— BEGIN Data for processing —

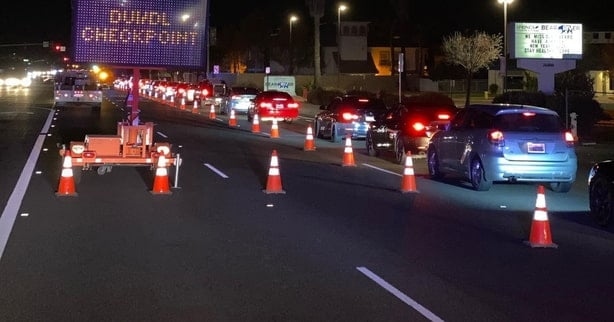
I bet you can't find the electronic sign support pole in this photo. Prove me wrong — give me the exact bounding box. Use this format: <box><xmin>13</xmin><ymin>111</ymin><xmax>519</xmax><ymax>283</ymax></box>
<box><xmin>128</xmin><ymin>67</ymin><xmax>141</xmax><ymax>125</ymax></box>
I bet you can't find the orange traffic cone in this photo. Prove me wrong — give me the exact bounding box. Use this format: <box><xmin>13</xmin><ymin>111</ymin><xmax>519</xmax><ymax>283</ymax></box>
<box><xmin>342</xmin><ymin>134</ymin><xmax>356</xmax><ymax>167</ymax></box>
<box><xmin>55</xmin><ymin>151</ymin><xmax>77</xmax><ymax>197</ymax></box>
<box><xmin>263</xmin><ymin>150</ymin><xmax>286</xmax><ymax>193</ymax></box>
<box><xmin>228</xmin><ymin>108</ymin><xmax>237</xmax><ymax>126</ymax></box>
<box><xmin>209</xmin><ymin>104</ymin><xmax>215</xmax><ymax>120</ymax></box>
<box><xmin>526</xmin><ymin>185</ymin><xmax>558</xmax><ymax>248</ymax></box>
<box><xmin>401</xmin><ymin>151</ymin><xmax>418</xmax><ymax>193</ymax></box>
<box><xmin>303</xmin><ymin>125</ymin><xmax>316</xmax><ymax>151</ymax></box>
<box><xmin>192</xmin><ymin>100</ymin><xmax>198</xmax><ymax>114</ymax></box>
<box><xmin>252</xmin><ymin>114</ymin><xmax>260</xmax><ymax>133</ymax></box>
<box><xmin>151</xmin><ymin>155</ymin><xmax>171</xmax><ymax>195</ymax></box>
<box><xmin>271</xmin><ymin>118</ymin><xmax>279</xmax><ymax>139</ymax></box>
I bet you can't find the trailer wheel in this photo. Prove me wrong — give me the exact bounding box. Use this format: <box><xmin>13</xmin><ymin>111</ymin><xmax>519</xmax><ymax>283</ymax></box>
<box><xmin>96</xmin><ymin>165</ymin><xmax>113</xmax><ymax>176</ymax></box>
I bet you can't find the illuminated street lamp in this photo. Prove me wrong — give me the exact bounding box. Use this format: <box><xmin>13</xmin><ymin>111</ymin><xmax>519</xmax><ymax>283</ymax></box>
<box><xmin>497</xmin><ymin>0</ymin><xmax>514</xmax><ymax>93</ymax></box>
<box><xmin>288</xmin><ymin>15</ymin><xmax>298</xmax><ymax>74</ymax></box>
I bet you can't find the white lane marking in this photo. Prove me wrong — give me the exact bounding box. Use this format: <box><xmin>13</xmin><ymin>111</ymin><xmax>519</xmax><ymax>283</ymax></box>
<box><xmin>0</xmin><ymin>110</ymin><xmax>54</xmax><ymax>260</ymax></box>
<box><xmin>362</xmin><ymin>163</ymin><xmax>402</xmax><ymax>177</ymax></box>
<box><xmin>205</xmin><ymin>163</ymin><xmax>228</xmax><ymax>179</ymax></box>
<box><xmin>356</xmin><ymin>267</ymin><xmax>443</xmax><ymax>322</ymax></box>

— END Data for processing —

Rewrite the rows above as a two-column CSV with the headers "text" and "answer", one line for each row. Put the row's wording in the "text" field and all the boxes listed under it in the "answer" field, quote each field, turn line breaks into spaces, and leave out the picture.

Exercise result:
text,answer
"I bet you can't find the electronic sign support pole in this photo. Prove me wrong — give me the exact bounding box. Use this format: <box><xmin>13</xmin><ymin>111</ymin><xmax>519</xmax><ymax>283</ymax></box>","<box><xmin>128</xmin><ymin>67</ymin><xmax>141</xmax><ymax>125</ymax></box>"
"I bet you can't find the orange traffic cone in this photo. Prove me wrong — give me the exact bounding box. Use this format: <box><xmin>13</xmin><ymin>111</ymin><xmax>519</xmax><ymax>283</ymax></box>","<box><xmin>342</xmin><ymin>134</ymin><xmax>356</xmax><ymax>167</ymax></box> <box><xmin>55</xmin><ymin>151</ymin><xmax>77</xmax><ymax>197</ymax></box> <box><xmin>263</xmin><ymin>150</ymin><xmax>286</xmax><ymax>193</ymax></box> <box><xmin>228</xmin><ymin>108</ymin><xmax>237</xmax><ymax>126</ymax></box> <box><xmin>209</xmin><ymin>104</ymin><xmax>215</xmax><ymax>120</ymax></box> <box><xmin>526</xmin><ymin>185</ymin><xmax>558</xmax><ymax>248</ymax></box> <box><xmin>401</xmin><ymin>151</ymin><xmax>418</xmax><ymax>193</ymax></box> <box><xmin>303</xmin><ymin>125</ymin><xmax>316</xmax><ymax>151</ymax></box> <box><xmin>192</xmin><ymin>100</ymin><xmax>198</xmax><ymax>114</ymax></box> <box><xmin>252</xmin><ymin>114</ymin><xmax>260</xmax><ymax>133</ymax></box> <box><xmin>151</xmin><ymin>155</ymin><xmax>171</xmax><ymax>195</ymax></box> <box><xmin>271</xmin><ymin>118</ymin><xmax>279</xmax><ymax>139</ymax></box>"
"I bet you can't find the trailer wheel in this photo. Prove me wrong — give me the exact bounding box. Use this format: <box><xmin>13</xmin><ymin>111</ymin><xmax>519</xmax><ymax>283</ymax></box>","<box><xmin>96</xmin><ymin>165</ymin><xmax>113</xmax><ymax>176</ymax></box>"
"I bet you can't find the illuminated street lamp in this photo. Prove me wrong — give me the exact bounding box. Use this format: <box><xmin>13</xmin><ymin>111</ymin><xmax>519</xmax><ymax>283</ymax></box>","<box><xmin>497</xmin><ymin>0</ymin><xmax>514</xmax><ymax>93</ymax></box> <box><xmin>288</xmin><ymin>15</ymin><xmax>298</xmax><ymax>74</ymax></box>"
"I bet you can't find the white lane marking in this photo. Prove me wrong — give me the exact bounding box. Use this format: <box><xmin>13</xmin><ymin>111</ymin><xmax>519</xmax><ymax>283</ymax></box>","<box><xmin>0</xmin><ymin>110</ymin><xmax>54</xmax><ymax>260</ymax></box> <box><xmin>362</xmin><ymin>163</ymin><xmax>402</xmax><ymax>177</ymax></box> <box><xmin>205</xmin><ymin>163</ymin><xmax>228</xmax><ymax>179</ymax></box> <box><xmin>356</xmin><ymin>267</ymin><xmax>443</xmax><ymax>322</ymax></box>"